## WHAT TO PRODUCE
From the novel review, extract word for word the stretch from "The others have" through "worlds last superhero.".

## SELECTED TEXT
• • • • •

Calling a once crowded sky a superhero novel is not completely accurate. Because when the book opens there is only one superpowered individual left in the world.

The others have all been depowered. So its more accurate to call a Once Crowded Sky a post superhero novel.

How depowered individuals deal with the loss of so much power is one of the  novels major themes. The answer, for the most part is they deal very badly.

The absurd nature of comic books is lampshaded on almost every page. Former superheroes talk to one another about villains they defeated, and how the villains come back again and again. They call their conflicts the game, a game they all loved to play. And now its gone.

for All but PenUltimate, who got sick of being a superhero and quit, so when everyone    agreed to sacrifice their abilities, he wasn’t there and is thus left the worlds last superhero.

He begins the novel using his powers only to continuously save the depowered Wonder Woman, who despite now being only human keeps trying to fight  three or four armed thugs at a time.

But when an unknown force begins attacking the city, PenUltimate teams up with Soldier, Captain America/Wolverine/the Punisher, to figure out who is responsible and starts trying to be a superhero again.

• • • • •

## Dataset entries
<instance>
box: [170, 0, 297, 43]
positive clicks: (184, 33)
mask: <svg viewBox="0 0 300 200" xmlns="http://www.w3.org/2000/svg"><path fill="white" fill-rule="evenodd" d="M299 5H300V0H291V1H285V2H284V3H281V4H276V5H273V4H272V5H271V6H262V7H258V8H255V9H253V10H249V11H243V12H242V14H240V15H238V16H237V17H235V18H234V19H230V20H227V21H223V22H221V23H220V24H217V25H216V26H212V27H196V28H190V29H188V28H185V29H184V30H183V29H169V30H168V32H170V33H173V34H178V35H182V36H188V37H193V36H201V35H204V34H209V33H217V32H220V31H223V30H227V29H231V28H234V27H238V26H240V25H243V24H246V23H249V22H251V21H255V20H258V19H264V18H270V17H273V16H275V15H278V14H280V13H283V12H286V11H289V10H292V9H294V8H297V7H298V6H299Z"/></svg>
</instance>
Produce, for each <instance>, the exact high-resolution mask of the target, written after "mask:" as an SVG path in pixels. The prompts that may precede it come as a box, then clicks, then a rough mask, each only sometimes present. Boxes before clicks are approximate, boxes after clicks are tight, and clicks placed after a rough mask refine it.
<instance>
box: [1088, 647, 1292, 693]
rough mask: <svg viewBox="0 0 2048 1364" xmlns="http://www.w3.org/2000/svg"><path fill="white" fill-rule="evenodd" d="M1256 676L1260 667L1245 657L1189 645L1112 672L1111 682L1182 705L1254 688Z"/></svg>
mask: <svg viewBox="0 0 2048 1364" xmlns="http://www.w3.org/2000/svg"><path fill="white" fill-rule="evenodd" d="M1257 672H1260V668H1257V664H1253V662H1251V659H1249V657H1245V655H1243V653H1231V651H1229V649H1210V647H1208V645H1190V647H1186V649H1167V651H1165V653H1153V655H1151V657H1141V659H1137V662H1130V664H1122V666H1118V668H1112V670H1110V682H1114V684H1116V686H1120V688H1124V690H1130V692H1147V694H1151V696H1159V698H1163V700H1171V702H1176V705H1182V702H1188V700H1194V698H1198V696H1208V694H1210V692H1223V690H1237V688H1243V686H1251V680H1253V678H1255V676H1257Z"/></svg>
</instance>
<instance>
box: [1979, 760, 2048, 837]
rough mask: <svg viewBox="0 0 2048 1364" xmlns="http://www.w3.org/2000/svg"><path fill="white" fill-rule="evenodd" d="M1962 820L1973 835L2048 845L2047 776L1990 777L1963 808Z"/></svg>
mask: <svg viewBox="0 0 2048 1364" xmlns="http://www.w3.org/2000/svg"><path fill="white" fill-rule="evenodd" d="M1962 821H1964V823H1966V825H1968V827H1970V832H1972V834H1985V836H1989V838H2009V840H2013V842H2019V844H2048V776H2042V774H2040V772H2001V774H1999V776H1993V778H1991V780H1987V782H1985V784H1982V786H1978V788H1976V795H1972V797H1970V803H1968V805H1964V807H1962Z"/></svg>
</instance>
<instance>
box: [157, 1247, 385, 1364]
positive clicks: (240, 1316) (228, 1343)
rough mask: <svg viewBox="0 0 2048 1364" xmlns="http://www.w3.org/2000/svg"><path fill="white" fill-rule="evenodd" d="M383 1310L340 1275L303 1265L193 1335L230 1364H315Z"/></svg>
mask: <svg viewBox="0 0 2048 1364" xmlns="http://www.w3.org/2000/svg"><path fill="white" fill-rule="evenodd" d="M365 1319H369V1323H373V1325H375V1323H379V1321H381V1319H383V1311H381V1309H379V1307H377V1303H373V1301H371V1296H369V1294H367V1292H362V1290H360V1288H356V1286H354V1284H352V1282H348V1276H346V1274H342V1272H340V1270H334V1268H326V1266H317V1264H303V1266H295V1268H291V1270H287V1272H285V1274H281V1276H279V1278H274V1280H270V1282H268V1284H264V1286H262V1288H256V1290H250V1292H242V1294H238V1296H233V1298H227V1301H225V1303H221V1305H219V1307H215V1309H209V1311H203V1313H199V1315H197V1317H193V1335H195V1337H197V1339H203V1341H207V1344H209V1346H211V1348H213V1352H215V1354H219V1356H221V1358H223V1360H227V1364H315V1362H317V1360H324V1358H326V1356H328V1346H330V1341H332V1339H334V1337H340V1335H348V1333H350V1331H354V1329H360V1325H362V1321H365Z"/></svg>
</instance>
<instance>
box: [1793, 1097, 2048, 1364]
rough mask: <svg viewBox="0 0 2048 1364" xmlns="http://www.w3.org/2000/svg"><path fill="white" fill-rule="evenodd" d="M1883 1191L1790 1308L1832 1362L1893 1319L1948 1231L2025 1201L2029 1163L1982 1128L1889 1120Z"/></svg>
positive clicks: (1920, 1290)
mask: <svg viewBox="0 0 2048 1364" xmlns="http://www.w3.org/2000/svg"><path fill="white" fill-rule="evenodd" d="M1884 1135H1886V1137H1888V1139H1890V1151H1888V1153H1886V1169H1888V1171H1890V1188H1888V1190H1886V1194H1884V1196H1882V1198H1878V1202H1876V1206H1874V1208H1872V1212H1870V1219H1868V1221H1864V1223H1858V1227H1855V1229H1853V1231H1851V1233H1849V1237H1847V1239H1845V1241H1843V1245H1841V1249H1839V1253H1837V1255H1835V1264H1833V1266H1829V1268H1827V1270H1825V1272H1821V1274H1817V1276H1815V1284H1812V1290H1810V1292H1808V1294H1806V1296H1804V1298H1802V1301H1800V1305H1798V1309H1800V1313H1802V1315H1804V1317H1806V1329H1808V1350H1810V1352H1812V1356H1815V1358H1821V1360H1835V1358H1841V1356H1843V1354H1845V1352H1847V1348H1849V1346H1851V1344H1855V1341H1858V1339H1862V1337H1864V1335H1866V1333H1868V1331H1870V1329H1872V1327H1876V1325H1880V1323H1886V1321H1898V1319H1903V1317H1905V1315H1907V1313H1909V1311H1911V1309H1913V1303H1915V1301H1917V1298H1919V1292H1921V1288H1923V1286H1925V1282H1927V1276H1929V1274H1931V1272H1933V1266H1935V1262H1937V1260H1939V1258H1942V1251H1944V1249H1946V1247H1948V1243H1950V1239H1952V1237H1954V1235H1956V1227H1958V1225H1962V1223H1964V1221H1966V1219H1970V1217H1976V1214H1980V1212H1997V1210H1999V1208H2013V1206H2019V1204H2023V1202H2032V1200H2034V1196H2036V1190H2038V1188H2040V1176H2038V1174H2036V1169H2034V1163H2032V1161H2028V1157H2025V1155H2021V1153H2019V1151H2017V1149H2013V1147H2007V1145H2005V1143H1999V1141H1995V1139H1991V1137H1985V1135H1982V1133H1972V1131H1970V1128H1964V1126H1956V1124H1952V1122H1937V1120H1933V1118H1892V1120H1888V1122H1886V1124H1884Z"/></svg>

• • • • •

## RESULT
The others have all been depowered. So its more accurate to call a Once Crowded Sky a post superhero novel.

How depowered individuals deal with the loss of so much power is one of the  novels major themes. The answer, for the most part is they deal very badly.

The absurd nature of comic books is lampshaded on almost every page. Former superheroes talk to one another about villains they defeated, and how the villains come back again and again. They call their conflicts the game, a game they all loved to play. And now its gone.

for All but PenUltimate, who got sick of being a superhero and quit, so when everyone    agreed to sacrifice their abilities, he wasn’t there and is thus left the worlds last superhero.